> DATA SUPPLIED
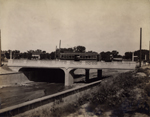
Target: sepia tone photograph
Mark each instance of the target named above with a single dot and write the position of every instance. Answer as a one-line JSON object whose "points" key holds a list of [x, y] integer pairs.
{"points": [[74, 58]]}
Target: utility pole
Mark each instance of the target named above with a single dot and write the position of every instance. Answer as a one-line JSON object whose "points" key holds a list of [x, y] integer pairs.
{"points": [[59, 48], [140, 45], [55, 52], [0, 50], [149, 51]]}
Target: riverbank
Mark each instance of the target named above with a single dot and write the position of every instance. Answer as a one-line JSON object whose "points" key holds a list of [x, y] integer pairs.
{"points": [[126, 95], [122, 94]]}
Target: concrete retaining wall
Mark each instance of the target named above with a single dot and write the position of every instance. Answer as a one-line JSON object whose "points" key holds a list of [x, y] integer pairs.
{"points": [[13, 79], [56, 100]]}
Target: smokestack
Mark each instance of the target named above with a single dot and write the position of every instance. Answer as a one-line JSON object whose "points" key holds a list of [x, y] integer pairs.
{"points": [[0, 50], [140, 45]]}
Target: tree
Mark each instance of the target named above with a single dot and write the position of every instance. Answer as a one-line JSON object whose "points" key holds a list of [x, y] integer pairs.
{"points": [[128, 55], [79, 49], [115, 53]]}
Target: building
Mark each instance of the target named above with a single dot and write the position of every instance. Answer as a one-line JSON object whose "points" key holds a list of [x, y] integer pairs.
{"points": [[80, 56]]}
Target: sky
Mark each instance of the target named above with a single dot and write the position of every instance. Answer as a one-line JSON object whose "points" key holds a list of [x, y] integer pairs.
{"points": [[99, 25]]}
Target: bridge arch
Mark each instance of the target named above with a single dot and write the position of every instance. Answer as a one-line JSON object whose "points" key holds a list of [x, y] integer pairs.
{"points": [[53, 75]]}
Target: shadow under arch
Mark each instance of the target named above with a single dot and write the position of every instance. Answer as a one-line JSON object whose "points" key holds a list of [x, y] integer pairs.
{"points": [[52, 75]]}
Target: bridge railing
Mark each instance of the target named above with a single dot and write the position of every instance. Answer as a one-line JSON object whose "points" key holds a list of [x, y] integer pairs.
{"points": [[71, 64]]}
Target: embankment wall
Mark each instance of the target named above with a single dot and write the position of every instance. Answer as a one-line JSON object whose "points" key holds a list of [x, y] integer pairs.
{"points": [[10, 79], [70, 96]]}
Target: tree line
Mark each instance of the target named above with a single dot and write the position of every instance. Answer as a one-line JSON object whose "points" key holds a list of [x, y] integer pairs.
{"points": [[106, 56]]}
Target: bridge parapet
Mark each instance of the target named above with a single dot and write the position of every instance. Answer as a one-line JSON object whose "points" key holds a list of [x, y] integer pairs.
{"points": [[71, 64]]}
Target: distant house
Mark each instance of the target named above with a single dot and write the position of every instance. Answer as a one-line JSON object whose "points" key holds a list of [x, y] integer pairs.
{"points": [[36, 55], [81, 56]]}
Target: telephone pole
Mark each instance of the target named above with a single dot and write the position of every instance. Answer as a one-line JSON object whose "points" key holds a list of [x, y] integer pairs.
{"points": [[59, 48], [140, 45], [149, 51], [0, 50], [56, 52]]}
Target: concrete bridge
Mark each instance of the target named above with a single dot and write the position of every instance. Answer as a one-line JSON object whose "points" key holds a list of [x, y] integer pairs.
{"points": [[69, 67]]}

> REQUIRED TASK
Copy every line of the records from the line with "Target: concrete bridge" through the end of the records, and shift each coordinate in the answers up by 111.

> RESULT OF THE TASK
Target: concrete bridge
Mark each instance of the target named above with a single dot and write the position of every instance. Answer as a one-line JSON object whose "points" key holds a list of [x, y] integer pairs.
{"points": [[180, 178]]}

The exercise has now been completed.